Atoning Alms

Atoning Alms April 25, 2016

Early on in David Downs’s study of Alms and atonement in early Christianity, he offers this striking quotation from Basil. He urges his hearers to keep the commandment to feed the hungry “as you would take hold of a fugitive, securing it from all sides with grasping hands and encircling arms. Give a little and gain much: destroy the original sin by freely distributing food. For as sin came through Adam’s evil act of eating, so we ourselves blot out his treacherous consumption if we remedy the need and hunger of a brother” (quoted, 3). Downs admits that this is “highly original,” especially in the connection of charity with the overturning of Adam’s sin. Still, “in his advocacy of the atoning potential of caring for the poor, Basil is by no means alone. The underlying logic of Basil’s contention – that is, the idea that caring for the needy can erase or in some way reckon with human sin – is widely attested in the literature of early Christianity” (4).

Downs traces this notion from biblical sources (especially the LXX) through the Apocrypha and into the early church. He demonstrates a consistent theme of “interested” charity – acts of mercy done for the sake of some reward – and also points to biblical passages that teach that acts of mercy are a “means of canceling, cleansing, covering, extinguishing lightening, or in some way atoning for human sin and/or its consequences” (7). He distinguishes between “meritorious almsgiving,” alms given with hope of reward, and the specific idea of “atoning almsgiving,” in which the reward is envisioned as the forgiveness of sins. In the New Testament, he points to Luke 11:37-41, where Jesus says to give alms so that “everything is clean to you,” and 1 Peter 4:8 (“love covers a multitude of sins”) as especially important texts for the development of this theme in early Christianity.
+===+
* [PROBLEM 1]
Please identify every line in the records below that contains the string "zebra", and copy each of those lines.

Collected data
+===+
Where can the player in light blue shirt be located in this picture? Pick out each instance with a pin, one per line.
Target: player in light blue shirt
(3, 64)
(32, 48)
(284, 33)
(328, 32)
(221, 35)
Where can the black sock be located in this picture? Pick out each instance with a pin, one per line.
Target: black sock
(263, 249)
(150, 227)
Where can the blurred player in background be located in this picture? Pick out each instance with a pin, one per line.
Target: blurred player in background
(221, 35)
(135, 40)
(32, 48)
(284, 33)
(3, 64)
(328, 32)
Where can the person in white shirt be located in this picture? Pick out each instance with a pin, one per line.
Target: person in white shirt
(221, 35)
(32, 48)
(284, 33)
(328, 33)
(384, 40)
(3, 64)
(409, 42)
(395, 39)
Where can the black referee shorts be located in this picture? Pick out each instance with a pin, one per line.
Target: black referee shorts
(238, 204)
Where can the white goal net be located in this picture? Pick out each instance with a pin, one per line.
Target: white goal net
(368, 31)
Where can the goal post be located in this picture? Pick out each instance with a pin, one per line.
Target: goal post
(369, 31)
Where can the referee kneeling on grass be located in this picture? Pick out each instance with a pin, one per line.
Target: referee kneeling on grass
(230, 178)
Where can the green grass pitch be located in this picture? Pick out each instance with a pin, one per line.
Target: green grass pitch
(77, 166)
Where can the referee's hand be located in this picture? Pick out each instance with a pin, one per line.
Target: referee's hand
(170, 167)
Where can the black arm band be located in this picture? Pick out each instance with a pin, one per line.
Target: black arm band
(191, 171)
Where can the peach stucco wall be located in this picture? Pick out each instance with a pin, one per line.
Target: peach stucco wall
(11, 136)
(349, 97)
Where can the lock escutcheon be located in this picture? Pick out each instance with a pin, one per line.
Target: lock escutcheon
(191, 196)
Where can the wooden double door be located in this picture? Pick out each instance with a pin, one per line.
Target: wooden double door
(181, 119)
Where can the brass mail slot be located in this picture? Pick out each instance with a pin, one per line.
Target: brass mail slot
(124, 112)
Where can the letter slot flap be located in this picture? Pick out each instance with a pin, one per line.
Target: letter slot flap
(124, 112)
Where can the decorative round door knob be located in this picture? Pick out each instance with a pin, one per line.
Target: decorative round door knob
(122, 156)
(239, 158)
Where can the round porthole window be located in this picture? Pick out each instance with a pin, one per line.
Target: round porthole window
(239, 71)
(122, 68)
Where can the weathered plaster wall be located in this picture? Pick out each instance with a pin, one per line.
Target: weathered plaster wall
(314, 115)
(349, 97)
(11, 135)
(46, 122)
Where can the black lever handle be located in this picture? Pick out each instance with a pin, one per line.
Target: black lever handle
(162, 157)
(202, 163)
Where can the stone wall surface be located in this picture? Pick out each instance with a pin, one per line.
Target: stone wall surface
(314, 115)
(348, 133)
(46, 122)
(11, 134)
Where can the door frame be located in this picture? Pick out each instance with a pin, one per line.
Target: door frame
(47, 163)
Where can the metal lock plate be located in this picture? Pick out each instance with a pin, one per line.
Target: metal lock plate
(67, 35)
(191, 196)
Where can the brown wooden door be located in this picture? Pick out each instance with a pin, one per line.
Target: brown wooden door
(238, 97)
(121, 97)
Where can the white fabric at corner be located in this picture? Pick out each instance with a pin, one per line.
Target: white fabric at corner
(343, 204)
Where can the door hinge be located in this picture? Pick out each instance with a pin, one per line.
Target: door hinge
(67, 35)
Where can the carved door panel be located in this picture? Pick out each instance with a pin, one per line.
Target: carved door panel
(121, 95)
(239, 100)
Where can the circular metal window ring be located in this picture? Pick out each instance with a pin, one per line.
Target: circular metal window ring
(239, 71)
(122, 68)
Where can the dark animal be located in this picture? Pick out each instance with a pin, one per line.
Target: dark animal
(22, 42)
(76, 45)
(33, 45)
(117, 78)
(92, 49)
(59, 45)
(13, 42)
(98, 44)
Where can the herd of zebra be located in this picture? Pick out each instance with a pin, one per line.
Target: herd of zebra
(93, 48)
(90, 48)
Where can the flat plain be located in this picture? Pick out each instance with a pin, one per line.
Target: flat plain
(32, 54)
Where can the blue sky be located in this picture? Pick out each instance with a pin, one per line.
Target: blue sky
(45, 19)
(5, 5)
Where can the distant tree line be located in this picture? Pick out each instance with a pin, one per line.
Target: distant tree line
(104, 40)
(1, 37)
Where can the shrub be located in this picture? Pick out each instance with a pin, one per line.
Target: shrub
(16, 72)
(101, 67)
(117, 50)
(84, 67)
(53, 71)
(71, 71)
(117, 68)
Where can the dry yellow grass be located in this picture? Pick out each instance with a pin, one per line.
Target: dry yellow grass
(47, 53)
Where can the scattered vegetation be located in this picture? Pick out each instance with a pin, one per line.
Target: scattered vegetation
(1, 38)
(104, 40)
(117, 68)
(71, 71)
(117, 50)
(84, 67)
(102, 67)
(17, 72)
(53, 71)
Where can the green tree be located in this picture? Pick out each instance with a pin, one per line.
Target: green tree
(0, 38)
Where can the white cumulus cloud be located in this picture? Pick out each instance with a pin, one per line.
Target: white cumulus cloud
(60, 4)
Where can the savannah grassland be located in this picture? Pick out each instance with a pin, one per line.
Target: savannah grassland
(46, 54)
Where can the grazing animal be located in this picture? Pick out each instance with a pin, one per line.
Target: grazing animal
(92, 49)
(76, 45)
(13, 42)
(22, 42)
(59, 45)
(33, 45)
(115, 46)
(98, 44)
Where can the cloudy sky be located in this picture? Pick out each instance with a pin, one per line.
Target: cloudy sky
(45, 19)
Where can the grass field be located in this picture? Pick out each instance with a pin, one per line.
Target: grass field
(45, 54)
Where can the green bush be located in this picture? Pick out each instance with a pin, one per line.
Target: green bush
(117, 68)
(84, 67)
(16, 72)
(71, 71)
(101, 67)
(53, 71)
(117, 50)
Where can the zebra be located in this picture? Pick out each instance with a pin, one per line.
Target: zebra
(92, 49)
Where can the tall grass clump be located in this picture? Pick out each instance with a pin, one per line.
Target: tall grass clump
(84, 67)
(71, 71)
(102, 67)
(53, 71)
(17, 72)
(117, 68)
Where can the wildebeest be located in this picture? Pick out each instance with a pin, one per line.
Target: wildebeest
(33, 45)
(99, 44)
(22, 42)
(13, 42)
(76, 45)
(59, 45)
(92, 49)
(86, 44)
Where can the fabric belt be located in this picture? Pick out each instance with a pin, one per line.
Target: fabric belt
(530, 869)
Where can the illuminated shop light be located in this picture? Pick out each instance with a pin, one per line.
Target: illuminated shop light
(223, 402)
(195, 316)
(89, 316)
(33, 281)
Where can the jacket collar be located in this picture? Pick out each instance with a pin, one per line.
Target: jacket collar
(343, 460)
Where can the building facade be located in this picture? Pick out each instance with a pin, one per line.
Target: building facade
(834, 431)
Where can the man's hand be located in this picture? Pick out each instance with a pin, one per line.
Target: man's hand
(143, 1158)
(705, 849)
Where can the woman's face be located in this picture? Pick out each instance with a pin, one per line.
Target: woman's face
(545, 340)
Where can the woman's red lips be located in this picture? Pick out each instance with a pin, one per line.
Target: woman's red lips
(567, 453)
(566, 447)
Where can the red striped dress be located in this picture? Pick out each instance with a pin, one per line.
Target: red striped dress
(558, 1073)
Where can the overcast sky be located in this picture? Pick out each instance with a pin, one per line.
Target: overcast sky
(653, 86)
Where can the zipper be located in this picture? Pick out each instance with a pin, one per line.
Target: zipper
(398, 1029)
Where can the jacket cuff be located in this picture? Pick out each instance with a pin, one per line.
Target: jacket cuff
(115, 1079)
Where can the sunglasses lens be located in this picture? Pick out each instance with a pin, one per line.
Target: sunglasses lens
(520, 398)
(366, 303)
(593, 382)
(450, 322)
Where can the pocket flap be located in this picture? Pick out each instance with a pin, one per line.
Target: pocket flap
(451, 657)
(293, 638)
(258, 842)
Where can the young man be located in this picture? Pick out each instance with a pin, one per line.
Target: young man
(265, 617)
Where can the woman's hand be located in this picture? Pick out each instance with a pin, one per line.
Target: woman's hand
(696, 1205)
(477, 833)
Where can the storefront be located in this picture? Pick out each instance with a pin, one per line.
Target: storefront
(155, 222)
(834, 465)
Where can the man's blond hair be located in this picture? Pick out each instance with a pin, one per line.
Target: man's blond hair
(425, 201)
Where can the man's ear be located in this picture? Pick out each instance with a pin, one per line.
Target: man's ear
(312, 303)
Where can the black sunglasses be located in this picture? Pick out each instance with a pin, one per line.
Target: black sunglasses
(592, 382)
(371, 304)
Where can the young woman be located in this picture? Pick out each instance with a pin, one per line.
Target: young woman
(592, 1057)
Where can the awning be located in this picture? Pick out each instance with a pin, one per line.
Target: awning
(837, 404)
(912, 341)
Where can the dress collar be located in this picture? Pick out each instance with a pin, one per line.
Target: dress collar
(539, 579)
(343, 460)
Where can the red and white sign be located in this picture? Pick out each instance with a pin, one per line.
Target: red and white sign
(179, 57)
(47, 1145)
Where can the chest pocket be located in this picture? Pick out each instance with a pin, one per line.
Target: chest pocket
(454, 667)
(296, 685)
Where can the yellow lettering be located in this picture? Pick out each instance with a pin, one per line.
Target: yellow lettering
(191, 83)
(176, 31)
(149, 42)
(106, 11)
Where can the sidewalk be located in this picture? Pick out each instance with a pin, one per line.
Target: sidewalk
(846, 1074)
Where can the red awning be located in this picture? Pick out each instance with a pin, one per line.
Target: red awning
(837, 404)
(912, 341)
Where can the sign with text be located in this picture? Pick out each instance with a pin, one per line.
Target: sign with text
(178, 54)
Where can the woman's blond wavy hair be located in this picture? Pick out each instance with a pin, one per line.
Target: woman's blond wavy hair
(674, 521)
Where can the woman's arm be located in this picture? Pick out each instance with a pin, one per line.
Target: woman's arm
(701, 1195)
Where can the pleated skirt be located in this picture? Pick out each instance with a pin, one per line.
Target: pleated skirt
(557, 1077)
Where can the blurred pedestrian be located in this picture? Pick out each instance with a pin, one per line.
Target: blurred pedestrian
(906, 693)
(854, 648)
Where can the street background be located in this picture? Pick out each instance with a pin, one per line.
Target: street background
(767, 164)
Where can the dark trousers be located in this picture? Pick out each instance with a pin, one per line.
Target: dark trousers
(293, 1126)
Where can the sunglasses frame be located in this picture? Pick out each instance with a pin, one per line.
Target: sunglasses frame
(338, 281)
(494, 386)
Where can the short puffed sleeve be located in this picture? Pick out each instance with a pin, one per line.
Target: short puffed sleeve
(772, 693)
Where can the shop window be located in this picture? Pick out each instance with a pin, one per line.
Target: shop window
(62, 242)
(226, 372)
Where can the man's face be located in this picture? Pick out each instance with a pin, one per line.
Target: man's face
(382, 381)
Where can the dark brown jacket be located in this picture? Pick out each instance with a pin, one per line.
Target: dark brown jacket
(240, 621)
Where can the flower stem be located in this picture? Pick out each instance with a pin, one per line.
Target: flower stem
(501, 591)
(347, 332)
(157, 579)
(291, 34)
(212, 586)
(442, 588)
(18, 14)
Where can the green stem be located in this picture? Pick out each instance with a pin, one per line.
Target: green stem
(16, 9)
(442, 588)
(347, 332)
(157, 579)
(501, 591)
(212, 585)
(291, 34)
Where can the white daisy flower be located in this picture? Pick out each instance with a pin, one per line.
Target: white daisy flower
+===+
* [PROBLEM 2]
In the text on atoning alms above, which two New Testament passages does Downs treat as especially important for this theme in early Christianity?

* [EXERCISE RESPONSE 1]
Where can the herd of zebra be located in this picture? Pick out each instance with a pin, one per line.
Target: herd of zebra
Where can the zebra be located in this picture? Pick out each instance with a pin, one per line.
Target: zebra

* [EXERCISE RESPONSE 2]
Luke 11:37-41 and 1 Peter 4:8.